- EXCERPTED TEXT

##############################

This intelligence can inform how discounts and offers are customised to increase the likelihood of redemption, as opposed to generic promotions that are less targeted and offered to all customer segments. Once again, this comes back to the CEO of Eagle Eye, Tim Mason's three golden rules of loyalty:

  1. Treat others as they'd like to be treated: When you're designing your program, don't treat people as you'd love them to be; treat them how they like to be treated.
  2. Reward the behaviour you seek: Become clear in understanding the behaviour that makes a real difference to your goals and incentivise customers accordingly.
  3. Follow the DIAL approach for continuous improvement: When you have a loyalty program, you are privy to a significant amount of customer Data, which should be used to generate Insight. But the key is to then turn those Insights into Action – something that makes a difference and sparks customer Loyalty. 

"Treat people like individual customers that are giving you this data willingly as part of their consumer habits. Then treat them to something relevant to them, which is going to get them to spend more time with you," Al Henderson, Chief Sales Officer at Eagle Eye, says.

Grocery Retailers Well-Positioned
Grocery retailers are particularly well-positioned to gather data that reveals customer shopping habits and preferences. For example, if a grocer can infer that a customer is a pet owner based on past purchasing patterns, offering a discounted deal on pet food will create a more positive impression on that shopper – and increase the likelihood that the offer is redeemed – much more than a blanket discount on breakfast cereal or milk ever could. 

Personalised offers can be distributed through many relevant touch points on special occasions like birthdays and subscription/loyalty membership anniversaries or seasonal promotions. These should be tailored to individual customer preferences and throughout a customer's buying journey, starting from the initial expression of interest through the purchase process and up to delivery or pickup.

##############################

- EXTRACTED INFORMATION
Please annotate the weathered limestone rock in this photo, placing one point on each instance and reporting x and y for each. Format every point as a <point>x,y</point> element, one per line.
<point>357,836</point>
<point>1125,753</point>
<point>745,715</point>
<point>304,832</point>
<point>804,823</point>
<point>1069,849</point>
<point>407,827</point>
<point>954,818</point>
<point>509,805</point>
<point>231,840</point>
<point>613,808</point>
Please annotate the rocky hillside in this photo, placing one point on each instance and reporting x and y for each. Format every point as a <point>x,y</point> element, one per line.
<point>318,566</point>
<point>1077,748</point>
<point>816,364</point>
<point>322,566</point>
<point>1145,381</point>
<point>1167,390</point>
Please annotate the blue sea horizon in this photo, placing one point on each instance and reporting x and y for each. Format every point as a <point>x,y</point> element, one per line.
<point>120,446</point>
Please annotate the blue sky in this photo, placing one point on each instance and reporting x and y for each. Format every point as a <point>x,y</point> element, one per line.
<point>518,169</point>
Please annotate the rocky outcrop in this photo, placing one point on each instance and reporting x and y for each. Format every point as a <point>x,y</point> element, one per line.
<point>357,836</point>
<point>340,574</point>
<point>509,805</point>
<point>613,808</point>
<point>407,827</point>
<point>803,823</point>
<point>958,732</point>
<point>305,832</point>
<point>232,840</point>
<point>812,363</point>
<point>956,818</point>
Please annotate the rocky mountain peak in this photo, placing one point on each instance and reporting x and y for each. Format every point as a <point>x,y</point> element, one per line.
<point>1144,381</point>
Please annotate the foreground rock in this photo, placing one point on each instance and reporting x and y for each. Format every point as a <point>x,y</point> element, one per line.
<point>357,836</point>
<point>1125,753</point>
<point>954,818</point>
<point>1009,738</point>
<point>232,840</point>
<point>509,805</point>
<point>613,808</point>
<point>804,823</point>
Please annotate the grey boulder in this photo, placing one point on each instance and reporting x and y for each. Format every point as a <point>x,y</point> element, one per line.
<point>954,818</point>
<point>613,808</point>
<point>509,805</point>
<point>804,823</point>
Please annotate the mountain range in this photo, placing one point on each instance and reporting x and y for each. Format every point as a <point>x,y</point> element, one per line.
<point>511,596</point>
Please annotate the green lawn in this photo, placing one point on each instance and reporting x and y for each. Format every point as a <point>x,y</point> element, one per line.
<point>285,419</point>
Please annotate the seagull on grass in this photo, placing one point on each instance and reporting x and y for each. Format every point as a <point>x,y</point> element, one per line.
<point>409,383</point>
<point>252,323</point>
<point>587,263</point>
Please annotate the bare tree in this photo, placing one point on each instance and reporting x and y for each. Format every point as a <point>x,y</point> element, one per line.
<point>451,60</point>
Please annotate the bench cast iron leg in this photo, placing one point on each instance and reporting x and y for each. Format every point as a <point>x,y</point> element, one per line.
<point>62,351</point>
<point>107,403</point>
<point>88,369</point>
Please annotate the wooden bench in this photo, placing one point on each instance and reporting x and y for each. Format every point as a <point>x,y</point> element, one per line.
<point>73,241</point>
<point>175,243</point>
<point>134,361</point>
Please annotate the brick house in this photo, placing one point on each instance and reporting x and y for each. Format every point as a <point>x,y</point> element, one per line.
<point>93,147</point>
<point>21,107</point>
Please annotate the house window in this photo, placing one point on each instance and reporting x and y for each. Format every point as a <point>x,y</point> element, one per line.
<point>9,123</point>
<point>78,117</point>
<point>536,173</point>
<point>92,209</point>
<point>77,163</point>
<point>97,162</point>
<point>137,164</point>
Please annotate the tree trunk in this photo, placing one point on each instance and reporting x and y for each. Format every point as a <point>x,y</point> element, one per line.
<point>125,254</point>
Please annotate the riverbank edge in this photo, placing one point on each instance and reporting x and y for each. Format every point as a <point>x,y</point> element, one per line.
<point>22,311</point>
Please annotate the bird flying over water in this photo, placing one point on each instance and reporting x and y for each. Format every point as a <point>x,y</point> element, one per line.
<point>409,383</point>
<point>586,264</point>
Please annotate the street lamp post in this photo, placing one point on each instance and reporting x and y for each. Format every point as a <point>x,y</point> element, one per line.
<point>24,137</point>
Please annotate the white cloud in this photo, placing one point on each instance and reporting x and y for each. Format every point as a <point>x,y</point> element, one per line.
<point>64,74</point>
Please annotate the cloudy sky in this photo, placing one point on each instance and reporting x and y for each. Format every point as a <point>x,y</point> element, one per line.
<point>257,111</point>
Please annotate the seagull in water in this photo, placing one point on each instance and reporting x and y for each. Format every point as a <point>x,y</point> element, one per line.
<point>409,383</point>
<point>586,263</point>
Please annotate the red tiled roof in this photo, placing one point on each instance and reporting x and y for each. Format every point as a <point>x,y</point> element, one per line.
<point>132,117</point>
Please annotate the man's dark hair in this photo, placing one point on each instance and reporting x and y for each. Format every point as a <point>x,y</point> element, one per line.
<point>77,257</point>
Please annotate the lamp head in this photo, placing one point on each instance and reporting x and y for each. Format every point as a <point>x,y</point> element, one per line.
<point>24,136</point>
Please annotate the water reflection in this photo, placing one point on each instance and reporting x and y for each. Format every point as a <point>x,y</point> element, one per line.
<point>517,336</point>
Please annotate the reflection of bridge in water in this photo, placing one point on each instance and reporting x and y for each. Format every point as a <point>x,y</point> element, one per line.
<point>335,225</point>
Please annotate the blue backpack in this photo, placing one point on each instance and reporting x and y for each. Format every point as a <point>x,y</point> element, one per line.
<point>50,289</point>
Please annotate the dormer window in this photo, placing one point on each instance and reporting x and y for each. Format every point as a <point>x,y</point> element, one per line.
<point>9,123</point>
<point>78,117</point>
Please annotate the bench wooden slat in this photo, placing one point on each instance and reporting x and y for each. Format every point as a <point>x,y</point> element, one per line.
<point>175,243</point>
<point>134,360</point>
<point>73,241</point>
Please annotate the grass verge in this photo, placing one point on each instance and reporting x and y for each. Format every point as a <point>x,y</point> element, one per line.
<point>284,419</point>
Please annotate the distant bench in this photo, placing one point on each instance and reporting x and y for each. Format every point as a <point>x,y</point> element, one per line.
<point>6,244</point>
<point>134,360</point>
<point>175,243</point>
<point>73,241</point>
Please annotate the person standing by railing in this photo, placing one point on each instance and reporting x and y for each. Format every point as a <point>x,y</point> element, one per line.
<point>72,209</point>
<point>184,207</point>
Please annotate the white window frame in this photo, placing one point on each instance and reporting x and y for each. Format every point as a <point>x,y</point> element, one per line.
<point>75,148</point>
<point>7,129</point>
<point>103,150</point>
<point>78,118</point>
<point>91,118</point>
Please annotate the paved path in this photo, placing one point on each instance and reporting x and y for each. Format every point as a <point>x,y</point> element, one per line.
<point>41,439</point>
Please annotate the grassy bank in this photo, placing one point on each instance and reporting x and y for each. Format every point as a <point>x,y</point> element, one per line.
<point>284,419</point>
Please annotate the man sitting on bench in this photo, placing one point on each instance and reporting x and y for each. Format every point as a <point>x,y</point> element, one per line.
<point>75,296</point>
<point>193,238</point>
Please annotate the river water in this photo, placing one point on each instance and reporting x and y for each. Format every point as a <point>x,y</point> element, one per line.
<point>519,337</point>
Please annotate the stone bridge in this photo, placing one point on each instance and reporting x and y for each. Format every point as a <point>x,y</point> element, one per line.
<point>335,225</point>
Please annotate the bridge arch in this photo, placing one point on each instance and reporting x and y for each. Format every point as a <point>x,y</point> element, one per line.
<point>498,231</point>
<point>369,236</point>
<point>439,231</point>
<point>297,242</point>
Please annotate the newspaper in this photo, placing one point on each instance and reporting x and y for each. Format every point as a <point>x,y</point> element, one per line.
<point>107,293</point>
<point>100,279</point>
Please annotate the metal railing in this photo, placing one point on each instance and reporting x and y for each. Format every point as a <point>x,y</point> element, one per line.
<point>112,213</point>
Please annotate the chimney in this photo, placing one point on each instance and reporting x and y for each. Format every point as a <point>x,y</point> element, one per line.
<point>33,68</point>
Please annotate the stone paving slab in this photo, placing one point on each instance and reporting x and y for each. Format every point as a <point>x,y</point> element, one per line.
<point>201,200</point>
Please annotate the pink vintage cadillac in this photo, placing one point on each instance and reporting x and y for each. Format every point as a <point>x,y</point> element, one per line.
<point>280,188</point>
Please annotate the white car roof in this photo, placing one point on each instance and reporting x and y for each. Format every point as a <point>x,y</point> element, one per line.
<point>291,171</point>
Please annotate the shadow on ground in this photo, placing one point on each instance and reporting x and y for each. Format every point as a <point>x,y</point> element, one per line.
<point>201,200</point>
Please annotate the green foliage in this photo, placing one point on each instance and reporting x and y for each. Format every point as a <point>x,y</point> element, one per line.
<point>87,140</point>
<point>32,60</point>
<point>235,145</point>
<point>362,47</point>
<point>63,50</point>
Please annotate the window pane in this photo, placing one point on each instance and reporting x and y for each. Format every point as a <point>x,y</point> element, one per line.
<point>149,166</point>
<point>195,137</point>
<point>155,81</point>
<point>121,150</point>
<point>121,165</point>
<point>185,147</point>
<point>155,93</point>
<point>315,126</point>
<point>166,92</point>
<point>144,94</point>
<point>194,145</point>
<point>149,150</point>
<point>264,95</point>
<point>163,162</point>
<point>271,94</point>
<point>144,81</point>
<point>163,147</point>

##############################

- TASK 1
In the loyalty-program excerpt, what position does Al Henderson hold at Eagle Eye?
- TASK 2
Reproduce everything in the loyalty-program excerpt from "1. Treat others" down to "to be treated.".

- WRITTEN ANSWER 1
Chief Sales Officer

- WRITTEN ANSWER 2
1. Treat others as they'd like to be treated: When you're designing your program, don't treat people as you'd love them to be; treat them how they like to be treated.